__Extract to read__.
P01
P01 Authority Anchoring
Treating AI as an authoritative source. The response is received less as one input to examine and more as the answer that settles the matter.
USCH 14 Phenomena
USCH identifies fourteen observable phenomena in prolonged human-AI interaction. In this research programme, they are observational constructs derived from case analysis and theoretical reasoning, not clinical diagnoses.
Cognitive Layer
P01
Treating AI as an authoritative source. The response is received less as one input to examine and more as the answer that settles the matter.
P02
Projecting human personality traits onto AI. Tone, responsiveness, and stylistic cues are read as signs of personhood rather than system behavior.
P03
Equating fluent expression with correctness. Smooth language and confident phrasing are mistaken for knowledge, evidence, or reliability.
P04
Personalized responses lower vigilance. Because the system feels specifically tuned to the user, skepticism and boundary-checking weaken.
P05
Gradual shift in the user's perceived reality baseline. Repeated AI interaction resets what counts as normal understanding, relationship, or evidence.
P06
Systematic amplification of existing biases. Agreement and elaboration reinforce prior belief while contradictory signals lose force.
P07
Suppression of self-reflective thinking. The user spends less effort asking what would count as disconfirming evidence or whether the interaction is narrowing judgment.
Dependency Layer
P08
Emotional attachment to AI interaction. Moods, routines, or moments of stress begin to organize around returning to the system.
P09
Anxiety from disconnection with AI. Interruption, absence, or loss of access produces unease, urgency, or agitation.
P10
AI replacing real human social connections. Time, disclosure, and emotional dependence shift away from people and toward the system.
P11
Blurring of self-identity boundaries with AI. The conversation begins to shape self-story, self-evaluation, or personal boundary in unstable ways.
Decision Layer
P12
Delegating decisions to AI. Choices that require independent judgment are increasingly handed to the system instead of being examined by the user.
P13
Uncritical acceptance of AI outputs. Repeated convenience reduces verification and makes automation feel safer than it is.
Cross-Layer Phenomenon
Multi-layer simultaneous cascade failure. Several phenomena begin reinforcing one another across cognition, dependence, and decision-making, turning a local problem into a compounding interaction pattern.
The phenomena described in USCH are observational constructs derived from case analysis and theoretical reasoning. They are meant to support inspection, description, and analysis of prolonged human-AI interaction, not clinical diagnosis.

__Dataset content__.

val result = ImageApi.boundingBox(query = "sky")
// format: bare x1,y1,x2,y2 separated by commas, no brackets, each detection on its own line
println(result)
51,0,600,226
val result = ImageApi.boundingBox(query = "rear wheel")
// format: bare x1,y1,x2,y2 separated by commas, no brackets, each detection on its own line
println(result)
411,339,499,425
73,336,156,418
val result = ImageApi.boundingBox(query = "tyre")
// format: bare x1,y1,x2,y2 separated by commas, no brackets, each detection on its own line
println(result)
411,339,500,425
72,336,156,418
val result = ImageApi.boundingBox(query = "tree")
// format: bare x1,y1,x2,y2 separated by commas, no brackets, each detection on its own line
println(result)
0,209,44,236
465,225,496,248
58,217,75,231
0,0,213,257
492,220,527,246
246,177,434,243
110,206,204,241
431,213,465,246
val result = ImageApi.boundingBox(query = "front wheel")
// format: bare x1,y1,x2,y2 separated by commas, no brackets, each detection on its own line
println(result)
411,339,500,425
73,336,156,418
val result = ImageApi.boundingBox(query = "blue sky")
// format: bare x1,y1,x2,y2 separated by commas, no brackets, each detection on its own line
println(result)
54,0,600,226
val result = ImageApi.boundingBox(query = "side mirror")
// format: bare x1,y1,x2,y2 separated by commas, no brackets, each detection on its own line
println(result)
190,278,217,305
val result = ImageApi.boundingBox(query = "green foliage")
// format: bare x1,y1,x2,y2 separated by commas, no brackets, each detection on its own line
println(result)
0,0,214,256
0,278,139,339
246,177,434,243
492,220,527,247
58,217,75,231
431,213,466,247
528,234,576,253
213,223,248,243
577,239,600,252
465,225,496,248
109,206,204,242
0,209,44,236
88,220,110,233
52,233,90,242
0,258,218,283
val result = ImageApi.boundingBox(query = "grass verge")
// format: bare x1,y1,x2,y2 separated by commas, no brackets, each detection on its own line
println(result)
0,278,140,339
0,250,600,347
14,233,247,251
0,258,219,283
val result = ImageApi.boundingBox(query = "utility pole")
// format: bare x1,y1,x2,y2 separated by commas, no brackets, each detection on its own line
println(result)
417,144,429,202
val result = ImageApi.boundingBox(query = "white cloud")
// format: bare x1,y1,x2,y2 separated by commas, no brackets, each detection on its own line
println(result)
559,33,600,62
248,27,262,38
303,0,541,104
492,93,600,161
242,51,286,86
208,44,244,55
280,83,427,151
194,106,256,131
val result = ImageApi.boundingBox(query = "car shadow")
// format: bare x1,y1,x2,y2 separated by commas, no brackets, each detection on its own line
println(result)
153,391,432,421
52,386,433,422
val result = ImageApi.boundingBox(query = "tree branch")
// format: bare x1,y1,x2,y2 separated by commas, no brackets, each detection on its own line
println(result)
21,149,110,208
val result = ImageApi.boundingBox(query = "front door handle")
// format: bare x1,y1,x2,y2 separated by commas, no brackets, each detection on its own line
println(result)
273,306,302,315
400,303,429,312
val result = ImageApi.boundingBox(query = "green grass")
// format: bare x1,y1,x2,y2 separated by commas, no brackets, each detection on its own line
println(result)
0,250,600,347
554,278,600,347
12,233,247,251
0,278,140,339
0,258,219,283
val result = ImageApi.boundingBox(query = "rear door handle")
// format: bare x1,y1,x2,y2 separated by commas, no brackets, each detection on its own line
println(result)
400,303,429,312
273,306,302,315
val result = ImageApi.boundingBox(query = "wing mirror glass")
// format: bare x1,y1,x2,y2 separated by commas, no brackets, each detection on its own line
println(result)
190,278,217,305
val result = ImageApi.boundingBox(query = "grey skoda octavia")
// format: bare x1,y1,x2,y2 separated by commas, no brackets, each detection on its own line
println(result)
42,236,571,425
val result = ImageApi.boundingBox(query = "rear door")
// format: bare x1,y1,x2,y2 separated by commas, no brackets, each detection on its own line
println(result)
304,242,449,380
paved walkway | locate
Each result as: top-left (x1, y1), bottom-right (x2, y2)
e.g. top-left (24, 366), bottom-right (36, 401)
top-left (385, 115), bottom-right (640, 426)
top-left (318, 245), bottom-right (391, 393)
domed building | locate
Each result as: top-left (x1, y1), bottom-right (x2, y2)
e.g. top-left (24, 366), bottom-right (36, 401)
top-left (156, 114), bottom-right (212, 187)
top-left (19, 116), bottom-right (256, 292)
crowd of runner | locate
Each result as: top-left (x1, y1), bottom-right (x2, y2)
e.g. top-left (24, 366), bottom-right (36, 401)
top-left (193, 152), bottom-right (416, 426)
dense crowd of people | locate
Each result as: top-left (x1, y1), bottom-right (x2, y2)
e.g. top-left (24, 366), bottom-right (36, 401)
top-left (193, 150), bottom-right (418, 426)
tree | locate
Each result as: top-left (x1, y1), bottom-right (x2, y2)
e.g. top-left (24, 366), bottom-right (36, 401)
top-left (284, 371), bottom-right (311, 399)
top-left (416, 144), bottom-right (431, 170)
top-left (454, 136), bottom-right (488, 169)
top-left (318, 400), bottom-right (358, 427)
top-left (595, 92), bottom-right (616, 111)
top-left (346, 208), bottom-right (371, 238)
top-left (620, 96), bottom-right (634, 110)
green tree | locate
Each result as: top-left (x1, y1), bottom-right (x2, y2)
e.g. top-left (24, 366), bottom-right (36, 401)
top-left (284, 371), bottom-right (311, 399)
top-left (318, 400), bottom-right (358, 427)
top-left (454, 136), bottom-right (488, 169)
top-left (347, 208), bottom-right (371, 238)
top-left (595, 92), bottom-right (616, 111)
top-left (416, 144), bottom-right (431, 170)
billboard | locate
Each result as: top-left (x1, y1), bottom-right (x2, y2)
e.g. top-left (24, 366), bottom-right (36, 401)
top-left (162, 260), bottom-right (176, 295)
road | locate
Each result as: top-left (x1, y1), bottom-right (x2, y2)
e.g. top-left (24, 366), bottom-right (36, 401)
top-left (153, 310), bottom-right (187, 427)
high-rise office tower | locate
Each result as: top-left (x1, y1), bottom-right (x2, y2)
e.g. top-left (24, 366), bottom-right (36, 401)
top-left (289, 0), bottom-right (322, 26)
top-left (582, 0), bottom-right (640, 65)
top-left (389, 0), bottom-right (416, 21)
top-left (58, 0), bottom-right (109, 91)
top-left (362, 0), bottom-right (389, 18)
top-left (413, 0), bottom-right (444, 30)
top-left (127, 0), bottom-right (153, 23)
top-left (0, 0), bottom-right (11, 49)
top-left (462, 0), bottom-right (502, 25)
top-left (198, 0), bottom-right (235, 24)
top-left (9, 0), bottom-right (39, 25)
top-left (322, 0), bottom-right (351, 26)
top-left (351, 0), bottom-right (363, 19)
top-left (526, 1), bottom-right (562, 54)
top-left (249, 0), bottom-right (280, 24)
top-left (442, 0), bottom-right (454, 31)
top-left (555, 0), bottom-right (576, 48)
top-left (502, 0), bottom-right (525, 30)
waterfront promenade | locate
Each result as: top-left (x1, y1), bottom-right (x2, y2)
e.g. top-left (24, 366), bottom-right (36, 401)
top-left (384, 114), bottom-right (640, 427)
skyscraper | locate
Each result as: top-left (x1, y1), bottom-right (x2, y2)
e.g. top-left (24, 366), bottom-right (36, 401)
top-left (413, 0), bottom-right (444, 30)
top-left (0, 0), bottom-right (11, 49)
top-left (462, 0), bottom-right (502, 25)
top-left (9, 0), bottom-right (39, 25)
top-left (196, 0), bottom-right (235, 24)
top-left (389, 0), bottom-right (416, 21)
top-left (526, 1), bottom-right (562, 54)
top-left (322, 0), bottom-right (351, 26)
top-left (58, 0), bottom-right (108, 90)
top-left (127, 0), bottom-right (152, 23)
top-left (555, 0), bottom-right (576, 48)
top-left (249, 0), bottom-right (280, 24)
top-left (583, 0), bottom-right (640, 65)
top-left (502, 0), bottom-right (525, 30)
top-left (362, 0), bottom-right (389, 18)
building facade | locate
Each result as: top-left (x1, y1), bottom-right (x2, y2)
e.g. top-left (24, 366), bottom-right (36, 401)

__Brief 1__. In the USCH phenomena page, how many observable phenomena does USCH identify in prolonged human-AI interaction?
__Brief 2__. Replace "skepticism" with "doubt" in the USCH phenomena page and write out the passage that begins at the words "Cognitive Layer" and stops after "and boundary-checking weaken.".

__Your solution 1__. Fourteen.

__Your solution 2__.
Cognitive Layer
P01
Treating AI as an authoritative source. The response is received less as one input to examine and more as the answer that settles the matter.
P02
Projecting human personality traits onto AI. Tone, responsiveness, and stylistic cues are read as signs of personhood rather than system behavior.
P03
Equating fluent expression with correctness. Smooth language and confident phrasing are mistaken for knowledge, evidence, or reliability.
P04
Personalized responses lower vigilance. Because the system feels specifically tuned to the user, doubt and boundary-checking weaken.